Start
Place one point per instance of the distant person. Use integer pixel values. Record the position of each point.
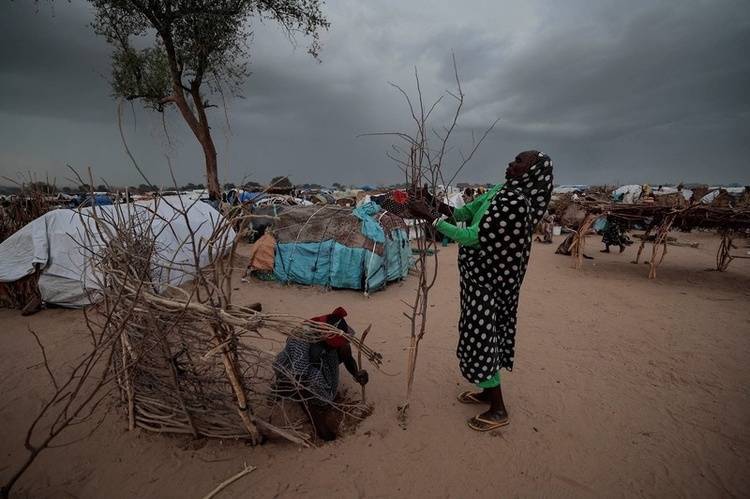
(493, 254)
(614, 235)
(308, 372)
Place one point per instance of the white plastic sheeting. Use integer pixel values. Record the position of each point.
(61, 243)
(629, 193)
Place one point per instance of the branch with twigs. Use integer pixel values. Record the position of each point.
(422, 156)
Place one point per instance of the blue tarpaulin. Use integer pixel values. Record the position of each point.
(370, 227)
(329, 263)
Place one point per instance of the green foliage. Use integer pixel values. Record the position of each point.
(281, 181)
(142, 74)
(196, 41)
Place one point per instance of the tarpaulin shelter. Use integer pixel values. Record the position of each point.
(60, 243)
(327, 245)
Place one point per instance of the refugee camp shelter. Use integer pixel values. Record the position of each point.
(60, 245)
(336, 247)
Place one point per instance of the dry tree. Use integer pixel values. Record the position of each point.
(422, 155)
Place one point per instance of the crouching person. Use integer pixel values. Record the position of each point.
(308, 372)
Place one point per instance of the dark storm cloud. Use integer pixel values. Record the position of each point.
(614, 91)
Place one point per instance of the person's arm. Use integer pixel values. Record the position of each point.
(467, 211)
(468, 236)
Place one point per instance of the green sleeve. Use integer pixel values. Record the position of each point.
(467, 211)
(465, 237)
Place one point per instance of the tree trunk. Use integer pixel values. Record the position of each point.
(212, 168)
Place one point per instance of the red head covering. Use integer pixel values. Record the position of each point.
(333, 340)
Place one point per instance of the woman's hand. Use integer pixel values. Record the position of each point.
(420, 210)
(362, 377)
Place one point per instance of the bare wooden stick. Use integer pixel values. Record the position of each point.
(359, 360)
(247, 470)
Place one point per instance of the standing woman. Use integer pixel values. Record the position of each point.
(493, 254)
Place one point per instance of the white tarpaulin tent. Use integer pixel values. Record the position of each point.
(62, 241)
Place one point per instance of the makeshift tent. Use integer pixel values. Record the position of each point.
(340, 247)
(627, 194)
(60, 244)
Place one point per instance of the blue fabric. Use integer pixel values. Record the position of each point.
(332, 264)
(600, 224)
(370, 227)
(397, 255)
(304, 263)
(251, 196)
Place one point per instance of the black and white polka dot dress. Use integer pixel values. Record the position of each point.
(492, 272)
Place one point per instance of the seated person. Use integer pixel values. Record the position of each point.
(308, 372)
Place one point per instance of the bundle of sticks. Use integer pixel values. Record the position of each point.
(186, 359)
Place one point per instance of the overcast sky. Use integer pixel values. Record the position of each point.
(614, 91)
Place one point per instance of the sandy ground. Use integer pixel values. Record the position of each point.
(622, 387)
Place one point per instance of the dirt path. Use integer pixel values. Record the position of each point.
(622, 387)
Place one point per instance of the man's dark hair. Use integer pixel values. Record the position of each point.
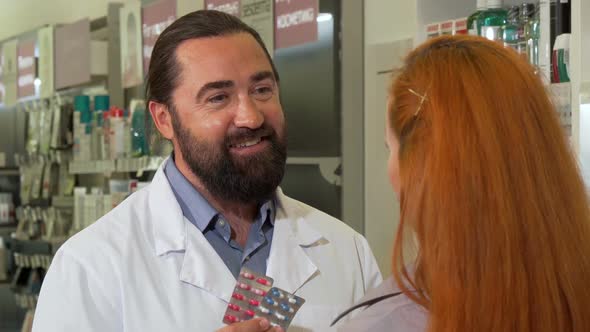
(164, 70)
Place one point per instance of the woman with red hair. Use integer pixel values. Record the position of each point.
(490, 191)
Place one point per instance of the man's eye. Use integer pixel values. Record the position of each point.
(218, 99)
(263, 92)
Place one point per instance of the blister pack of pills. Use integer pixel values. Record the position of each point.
(254, 297)
(279, 307)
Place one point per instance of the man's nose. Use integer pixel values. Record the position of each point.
(248, 115)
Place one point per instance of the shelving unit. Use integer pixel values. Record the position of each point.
(429, 11)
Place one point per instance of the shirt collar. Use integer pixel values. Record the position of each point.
(197, 209)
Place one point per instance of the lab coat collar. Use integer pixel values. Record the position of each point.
(288, 263)
(165, 215)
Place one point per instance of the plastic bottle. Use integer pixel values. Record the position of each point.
End
### What the task requires
Repeat, without changes, every line from the one that contains "Place one point per instance of the woman with" through the final line of the data.

### Exercise solution
Place one point per instance of the woman with red hair. Use integer pixel values. Record the position of each point.
(490, 191)
Place one point per instance of the man's eye. Use integer pixel values. Record the position of each point.
(218, 99)
(263, 92)
Place one point per instance of the blister pack of pills. Use integer pixel values. Record the position of each point.
(254, 297)
(279, 307)
Place one point per instance of the man's nose. Use integer pixel values. Record the position of each point.
(248, 115)
Place one point per instance of the shelving unit. Use integer pixel values. Record the position of each point.
(429, 11)
Place one point per instance of the shirt collar. Use integer pixel values. Record the position of each point.
(197, 209)
Place one point per instance of the lab coat collar. Use integer pixel values. Record the position of each point.
(288, 263)
(165, 215)
Place one point per instance of the plastic bottle. Use integer pixel values. Record the position of each point.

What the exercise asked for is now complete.